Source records

## Begin

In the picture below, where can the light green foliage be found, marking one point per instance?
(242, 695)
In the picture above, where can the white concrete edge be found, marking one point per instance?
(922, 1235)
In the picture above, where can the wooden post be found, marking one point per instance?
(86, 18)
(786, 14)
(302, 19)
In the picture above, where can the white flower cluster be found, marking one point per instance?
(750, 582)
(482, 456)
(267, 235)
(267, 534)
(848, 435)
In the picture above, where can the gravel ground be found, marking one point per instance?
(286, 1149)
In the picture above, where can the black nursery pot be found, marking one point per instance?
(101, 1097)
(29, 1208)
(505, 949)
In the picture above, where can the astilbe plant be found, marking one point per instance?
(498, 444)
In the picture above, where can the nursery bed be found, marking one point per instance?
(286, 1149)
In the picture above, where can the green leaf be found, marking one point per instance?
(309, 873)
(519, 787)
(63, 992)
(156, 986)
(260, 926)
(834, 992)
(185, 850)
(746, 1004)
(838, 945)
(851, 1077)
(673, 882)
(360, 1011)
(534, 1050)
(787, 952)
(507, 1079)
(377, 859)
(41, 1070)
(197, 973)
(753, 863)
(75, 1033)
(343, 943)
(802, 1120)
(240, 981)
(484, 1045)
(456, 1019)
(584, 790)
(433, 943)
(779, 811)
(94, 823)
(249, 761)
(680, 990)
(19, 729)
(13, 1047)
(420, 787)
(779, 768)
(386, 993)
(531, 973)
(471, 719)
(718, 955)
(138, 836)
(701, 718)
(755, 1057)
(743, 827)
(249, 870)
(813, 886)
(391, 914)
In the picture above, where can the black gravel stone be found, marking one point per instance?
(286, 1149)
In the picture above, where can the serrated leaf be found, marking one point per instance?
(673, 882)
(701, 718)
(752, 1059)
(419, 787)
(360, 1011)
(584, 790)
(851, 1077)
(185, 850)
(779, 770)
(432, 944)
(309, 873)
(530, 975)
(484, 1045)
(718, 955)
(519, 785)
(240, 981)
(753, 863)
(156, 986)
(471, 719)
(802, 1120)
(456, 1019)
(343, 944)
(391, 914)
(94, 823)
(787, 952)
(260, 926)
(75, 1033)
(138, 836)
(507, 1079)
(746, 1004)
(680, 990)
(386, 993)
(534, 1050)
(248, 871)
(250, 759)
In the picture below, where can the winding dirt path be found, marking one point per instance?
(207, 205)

## End
## Begin

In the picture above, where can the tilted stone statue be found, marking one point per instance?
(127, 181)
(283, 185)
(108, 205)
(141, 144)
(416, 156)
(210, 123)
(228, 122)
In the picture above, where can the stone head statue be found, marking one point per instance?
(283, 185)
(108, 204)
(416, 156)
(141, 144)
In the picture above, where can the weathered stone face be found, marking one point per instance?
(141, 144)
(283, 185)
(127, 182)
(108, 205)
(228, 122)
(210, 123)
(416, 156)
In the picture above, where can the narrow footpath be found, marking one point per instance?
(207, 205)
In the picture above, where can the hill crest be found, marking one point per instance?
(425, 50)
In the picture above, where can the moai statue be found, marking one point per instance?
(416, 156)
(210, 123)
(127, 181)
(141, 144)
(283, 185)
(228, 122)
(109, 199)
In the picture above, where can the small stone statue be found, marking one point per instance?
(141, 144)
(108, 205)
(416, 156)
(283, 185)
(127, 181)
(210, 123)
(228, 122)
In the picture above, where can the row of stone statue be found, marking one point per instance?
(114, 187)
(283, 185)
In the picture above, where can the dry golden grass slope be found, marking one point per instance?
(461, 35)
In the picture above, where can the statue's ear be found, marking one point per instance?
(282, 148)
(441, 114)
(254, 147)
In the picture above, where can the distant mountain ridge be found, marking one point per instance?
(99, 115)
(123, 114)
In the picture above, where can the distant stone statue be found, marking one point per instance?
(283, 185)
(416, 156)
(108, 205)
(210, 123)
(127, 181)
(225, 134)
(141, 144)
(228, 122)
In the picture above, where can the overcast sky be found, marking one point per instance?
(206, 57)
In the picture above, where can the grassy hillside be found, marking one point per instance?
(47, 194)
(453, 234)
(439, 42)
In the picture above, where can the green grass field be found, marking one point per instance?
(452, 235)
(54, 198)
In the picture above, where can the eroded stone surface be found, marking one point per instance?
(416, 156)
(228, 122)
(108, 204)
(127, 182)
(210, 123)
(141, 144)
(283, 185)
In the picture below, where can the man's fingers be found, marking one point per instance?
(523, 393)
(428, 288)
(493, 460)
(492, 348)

## End

● **Task goal**: Filter the items above, keeping only the lines that contain the word "nursery", and copy each of those lines whole. Case counts.

● **Problem solution**:
In the picture above, where can the black nursery pot be found, marking one point per instance?
In the picture above, where can the nursery bed be found, marking one point per instance?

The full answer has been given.